YOUR OBJECTIVE —
Copy out the records below line for line, leaving out the pictures.

+++ ENTRIES SHOWN +++

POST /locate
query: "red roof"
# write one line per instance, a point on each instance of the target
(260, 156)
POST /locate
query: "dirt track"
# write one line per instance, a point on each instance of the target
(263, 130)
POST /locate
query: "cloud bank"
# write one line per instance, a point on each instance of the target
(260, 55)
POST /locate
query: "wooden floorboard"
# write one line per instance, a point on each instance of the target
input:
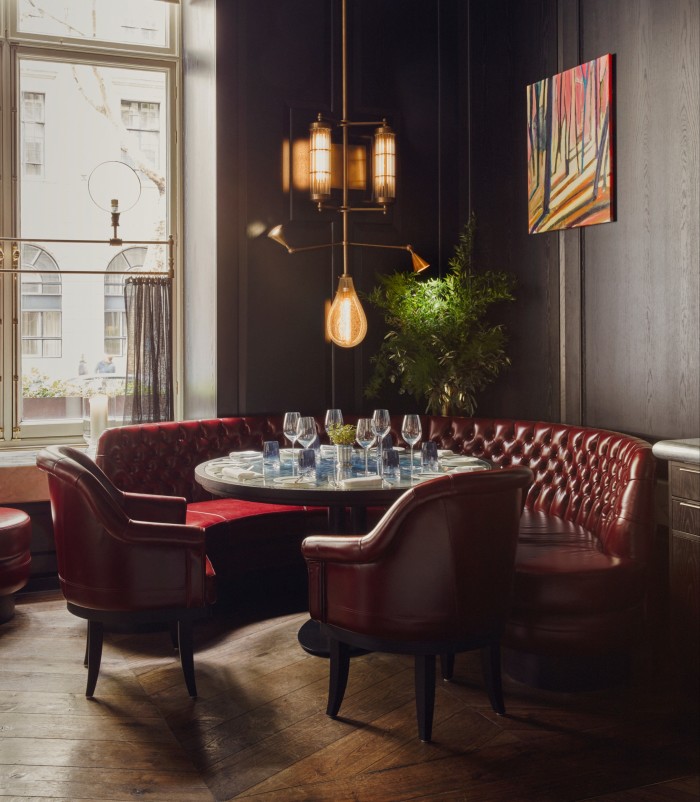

+++

EXPECTED ANSWER —
POST /locate
query: "red roof"
# write one line per instance, a point on each instance of the target
(260, 156)
POST /locate
query: "dirt track"
# write one line per instance, a point on each instance of the target
(263, 130)
POST /locate
query: "cloud bank"
# write one line per instance, a point on each instance of the target
(260, 55)
POST /locate
query: "wooden floorboard"
# write one line per instance, a point on each instance of the target
input:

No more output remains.